## START Exercise materials
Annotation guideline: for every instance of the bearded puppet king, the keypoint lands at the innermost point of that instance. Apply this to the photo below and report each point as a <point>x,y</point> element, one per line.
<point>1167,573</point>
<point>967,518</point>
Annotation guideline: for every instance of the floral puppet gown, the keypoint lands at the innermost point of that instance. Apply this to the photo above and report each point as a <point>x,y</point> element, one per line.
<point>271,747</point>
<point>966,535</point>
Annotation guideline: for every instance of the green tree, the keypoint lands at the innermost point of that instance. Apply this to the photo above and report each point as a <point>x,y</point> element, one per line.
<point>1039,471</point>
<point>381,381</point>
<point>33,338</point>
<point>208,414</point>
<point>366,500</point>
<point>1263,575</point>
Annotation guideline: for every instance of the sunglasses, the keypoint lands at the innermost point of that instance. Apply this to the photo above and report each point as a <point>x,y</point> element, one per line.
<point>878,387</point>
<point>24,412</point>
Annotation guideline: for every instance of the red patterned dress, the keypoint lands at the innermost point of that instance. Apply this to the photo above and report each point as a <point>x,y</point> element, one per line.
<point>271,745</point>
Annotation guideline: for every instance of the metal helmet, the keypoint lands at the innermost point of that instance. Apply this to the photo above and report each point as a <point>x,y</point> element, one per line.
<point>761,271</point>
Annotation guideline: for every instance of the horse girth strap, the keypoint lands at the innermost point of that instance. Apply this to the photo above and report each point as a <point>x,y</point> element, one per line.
## END Exercise materials
Directive
Reproduce the stretch from the row containing "Annotation guideline: for every instance of the metal" through the end of the rows, both ends included and requests kept. Scale every point coordinate in the answers by 2.5 and round to whole numbers, halves up, leaving the requests and their format samples unchanged.

Full solution
Annotation guideline: for every instance of the metal helmet, the keypoint lands at the innermost point of that instance. Apply this to the photo above and report each point as a <point>x,y</point> element, one per line.
<point>1903,678</point>
Annotation guideline: for every instance of the horse girth strap, the keypoint lands at the innermost point of that instance. Apply this to the photo above and report each point as a <point>x,y</point> element, one per line.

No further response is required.